__WRITTEN REQUEST__:
Rewrite the stretch of rows from the line containing "the car side" through the end of the rows, putting "door window" in place of "side window" and leaving everything else unchanged. Return only those lines.

__EXTRACTED RECORDS__:
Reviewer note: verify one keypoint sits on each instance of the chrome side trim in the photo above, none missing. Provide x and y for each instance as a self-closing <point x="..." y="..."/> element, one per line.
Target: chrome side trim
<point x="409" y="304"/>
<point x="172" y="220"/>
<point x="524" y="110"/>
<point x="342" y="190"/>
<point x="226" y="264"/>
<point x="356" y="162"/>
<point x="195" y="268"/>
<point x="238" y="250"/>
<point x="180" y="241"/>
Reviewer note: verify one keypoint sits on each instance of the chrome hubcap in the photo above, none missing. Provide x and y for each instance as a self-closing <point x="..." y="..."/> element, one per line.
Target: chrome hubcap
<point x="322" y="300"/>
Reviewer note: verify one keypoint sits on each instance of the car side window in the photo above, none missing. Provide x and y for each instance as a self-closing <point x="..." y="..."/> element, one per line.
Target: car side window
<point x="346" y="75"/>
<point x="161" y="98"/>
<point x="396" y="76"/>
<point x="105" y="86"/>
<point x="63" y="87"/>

__EXERCISE OUTPUT__:
Reviewer note: verify one keypoint sits on each instance of the car door window in the photo above, none missing. Provide x and y for each instance as a self-closing <point x="..." y="..."/> element, one per line.
Target: car door window
<point x="346" y="75"/>
<point x="161" y="98"/>
<point x="396" y="76"/>
<point x="105" y="86"/>
<point x="63" y="87"/>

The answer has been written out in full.